** SELECTED TEXT follows **
This is how it starts. You just had your morning coffee and nevertheless feel like going straight back to bed. You don’t find the car keys, arrive late at work, need a lunch break lasting for hours, mess up your desk and finally back home fall asleep after ten minutes in front of the TV. And not just for one day – it goes on, it gets worse and finally you feel like you never want to get up again.
In the beginning you think it could just be a bad period or a fit of midlife crisis, then it gets scary and finally it’s hell: you lose your job, lose your friends, lose your family and your life is in shambles.
You don’t know. You went to several doctors; they never found anything.
Possibly you suffer from Fatigue syndrome – the condition where the doctor never finds anything.
Chronic Fatigue Syndrome (CFS) is estimated at an incidence of four per thousand among US adults. And it is characterized by the absolute absence of measurable, provable clinical findings – no lab and no radiology will show any abnormal results.
The doctor says I am ok…
Sure he does. Chronic Fatigue Syndrome is one of the most elusive conditions one can possibly suffer from. It is so elusive that it was only in recent years acknowledged by big medical organizations as a possibly debilitating illness. It is so elusive that there still are specialists who doubt that it even exists. It is so elusive that the diagnosis finally will be based on exclusion – when the doctors checked virtually everything and found nothing, but you are still tired, cannot concentrate and find no relieve neither by rest nor by sleep, than they possibly will conclude it is CFS.
** End of SELECTED TEXT **
** LISTED ENTRIES follows **
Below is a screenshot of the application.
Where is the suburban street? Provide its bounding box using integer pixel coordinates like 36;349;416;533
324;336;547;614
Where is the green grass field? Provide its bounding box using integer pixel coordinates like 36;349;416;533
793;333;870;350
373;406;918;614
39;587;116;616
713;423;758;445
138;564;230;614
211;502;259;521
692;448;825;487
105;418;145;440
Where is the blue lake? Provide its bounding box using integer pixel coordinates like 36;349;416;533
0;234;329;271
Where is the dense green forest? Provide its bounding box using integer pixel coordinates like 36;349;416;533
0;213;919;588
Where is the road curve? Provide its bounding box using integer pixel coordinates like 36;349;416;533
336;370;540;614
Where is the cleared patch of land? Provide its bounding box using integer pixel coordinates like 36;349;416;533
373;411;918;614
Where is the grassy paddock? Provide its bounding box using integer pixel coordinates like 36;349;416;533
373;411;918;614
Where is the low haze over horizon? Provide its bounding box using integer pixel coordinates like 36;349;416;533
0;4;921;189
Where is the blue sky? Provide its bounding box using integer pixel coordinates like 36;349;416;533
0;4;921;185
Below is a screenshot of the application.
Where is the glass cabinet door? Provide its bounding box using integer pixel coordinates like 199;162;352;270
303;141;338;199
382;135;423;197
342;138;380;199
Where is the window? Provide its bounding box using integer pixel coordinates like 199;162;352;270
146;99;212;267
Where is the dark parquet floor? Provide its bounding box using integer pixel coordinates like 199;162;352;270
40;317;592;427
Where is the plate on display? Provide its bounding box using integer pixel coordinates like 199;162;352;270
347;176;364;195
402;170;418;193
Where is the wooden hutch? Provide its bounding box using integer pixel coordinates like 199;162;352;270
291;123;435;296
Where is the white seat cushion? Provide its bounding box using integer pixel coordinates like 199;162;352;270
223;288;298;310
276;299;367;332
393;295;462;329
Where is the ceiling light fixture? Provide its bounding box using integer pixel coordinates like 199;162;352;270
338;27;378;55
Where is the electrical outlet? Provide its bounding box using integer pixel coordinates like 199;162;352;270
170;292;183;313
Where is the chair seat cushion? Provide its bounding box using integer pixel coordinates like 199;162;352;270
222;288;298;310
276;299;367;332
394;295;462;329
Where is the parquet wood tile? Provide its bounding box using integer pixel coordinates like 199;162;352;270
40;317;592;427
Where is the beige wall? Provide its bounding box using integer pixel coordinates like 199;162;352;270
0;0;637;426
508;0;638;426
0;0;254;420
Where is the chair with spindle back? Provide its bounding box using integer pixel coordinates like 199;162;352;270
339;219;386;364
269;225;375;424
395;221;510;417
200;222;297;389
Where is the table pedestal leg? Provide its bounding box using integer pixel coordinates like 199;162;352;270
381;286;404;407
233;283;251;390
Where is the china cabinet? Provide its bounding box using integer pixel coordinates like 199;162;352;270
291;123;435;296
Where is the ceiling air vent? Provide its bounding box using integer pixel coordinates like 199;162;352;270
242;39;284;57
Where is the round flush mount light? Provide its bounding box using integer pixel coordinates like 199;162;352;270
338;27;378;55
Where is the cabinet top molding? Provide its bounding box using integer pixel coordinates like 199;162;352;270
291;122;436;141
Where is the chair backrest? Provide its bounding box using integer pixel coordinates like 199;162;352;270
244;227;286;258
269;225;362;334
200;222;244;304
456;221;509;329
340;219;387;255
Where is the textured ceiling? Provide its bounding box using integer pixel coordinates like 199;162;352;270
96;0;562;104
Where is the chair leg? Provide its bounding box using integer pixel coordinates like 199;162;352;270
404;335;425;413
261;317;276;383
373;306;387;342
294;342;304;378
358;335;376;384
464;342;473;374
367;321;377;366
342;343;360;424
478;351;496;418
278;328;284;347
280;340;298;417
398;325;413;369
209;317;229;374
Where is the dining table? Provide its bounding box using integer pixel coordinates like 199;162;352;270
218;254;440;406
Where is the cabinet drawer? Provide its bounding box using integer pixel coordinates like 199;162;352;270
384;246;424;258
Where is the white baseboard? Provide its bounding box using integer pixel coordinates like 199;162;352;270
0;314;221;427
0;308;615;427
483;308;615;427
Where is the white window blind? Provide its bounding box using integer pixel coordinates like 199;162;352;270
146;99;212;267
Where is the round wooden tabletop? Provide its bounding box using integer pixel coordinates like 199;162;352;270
** End of LISTED ENTRIES **
## WHAT YOU WILL DO
[1] Decide whether each statement below agrees with the text on chronic fatigue syndrome: (a) Chronic Fatigue Syndrome is estimated to affect four per thousand US adults. (b) Lab tests usually reveal abnormal results in people with the condition. (c) The diagnosis is ultimately reached by exclusion. For each, answer yes or no and quote the exact words of the text that decide it.
[2] Extend the text on chronic fatigue syndrome, picking up after its final sentence.

## ANSWERS TO THE PROBLEMS
[1]
(a) Yes: "Chronic Fatigue Syndrome (CFS) is estimated at an incidence of four per thousand among US adults."
(b) No: "no lab and no radiology will show any abnormal results."
(c) Yes: "the diagnosis finally will be based on exclusion."

[2]
But until then it is a long way to go and a costly one at that, if you don’t have full insurance cover. So many cases of Chronic fatigue Syndrome will eventually go undetected, and the victims likewise be stigmatized for life as lazybones: full resolution of the condition is reported in not more than 10% of the clinically diagnosed cases.
Being elusive on one hand but debilitating and almost incurable on the other, many experts today even demand a renaming, claiming that “Fatigue Syndrome” just sounds too vague and too harmless a name for a condition that clearly threatens a person’s very existence: benign myalgic encephalomyelitis, chronic fatigue immune dysfunction syndrome, chronic infectious mononucleosis, epidemic myalgic encephalomyelitis, epidemic neuromyasthenia, myalgic encephalomyelitis, myalgic encephalitis, myalgic encephalopathy, post-viral fatigue syndrome and raphe nucleus encephalopathy are just some of the recently suggested names for CFS.
To make things eve more complicated, it seems that a number of other conditions are frequently connected to or overlapping with Chronic Fatigue Syndrome. In such cases Chronic fatigue Syndrome can only be diagnosed after the other conditions have been established and treated or mysteriously resisted the standard treatment procedures.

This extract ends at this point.